■ **REQUIRED TASK**
Resume the passage below on the C# and Java versions of HubTest, continuing directly after its final line.

■ **EXCERPTED PASSAGE**
= = = = =

C# & Java HubTest (database tables)

The C# and Java versions of HubTest are similar to the C++ version but the inputs and outputs are database tables rather than delimited files. (The C# version works with MS SQL Server, the Java version works with MS SQL Server, Oracle and MySQL).

hubtest /testconfig=<testConfigFile>
          /settings=<settingsFile>
          /license=<licenseFile>
          [/stats=<statsFile>]
          [switches]

Where:
  <testConfigFile>  The name of a HubTest XML configuration file.
  <settingsFile>    The name of a mHUB XML settings file
                    (see the Configuration Guide for details).
  <licenseFile>     The name of the file containing the activation code.
  <statsFile>       The name of a file to write statistics to (XML format).

Switches:
  /help or /?       Display usage.

= = = = =

■ **DATA SEGMENT**
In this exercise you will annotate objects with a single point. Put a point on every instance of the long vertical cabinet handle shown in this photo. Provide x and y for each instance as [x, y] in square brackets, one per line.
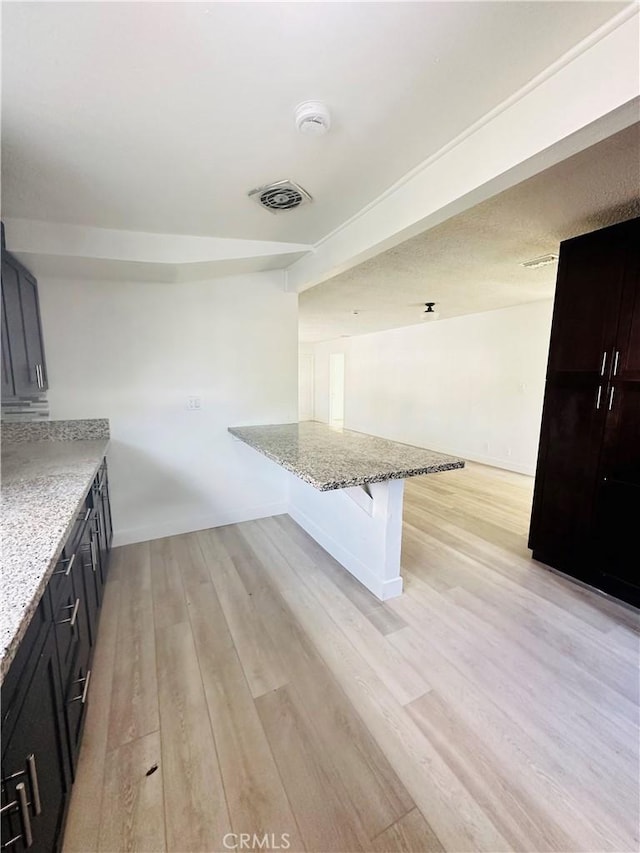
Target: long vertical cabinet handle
[35, 787]
[27, 836]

= = = = =

■ **RESULT FOR THIS TASK**
The difference from the C++ command line usage is that, instead of the names of input and output files, these take a <testConfigFile> switch which specifies a configuration file for the database access. E.g.

<?xml version="1.0" encoding="utf-8" ?>
<config>

  <input>
    <!-- Define one data source for single table Matching -->
    <dataSource>
      <connectionString>database connection string</connectionString>
      <table>TABLE</table>
      <columns>UniqueRef,Prefix,Forenames,Surname,Address1,Address2,Address3,Address4,Address5,Postcode</columns>
    </dataSource>

    <!-- Define two data sources for Overlap Matching -->
    <!--
    <dataSource>
    </dataSource>
    -->
  </input>

  <!-- Output database in which to create tables for MatchingPairs, GroupedMatchingPairs, MatchingGroups, DedupedData, DuplicateData, DeletedPairs.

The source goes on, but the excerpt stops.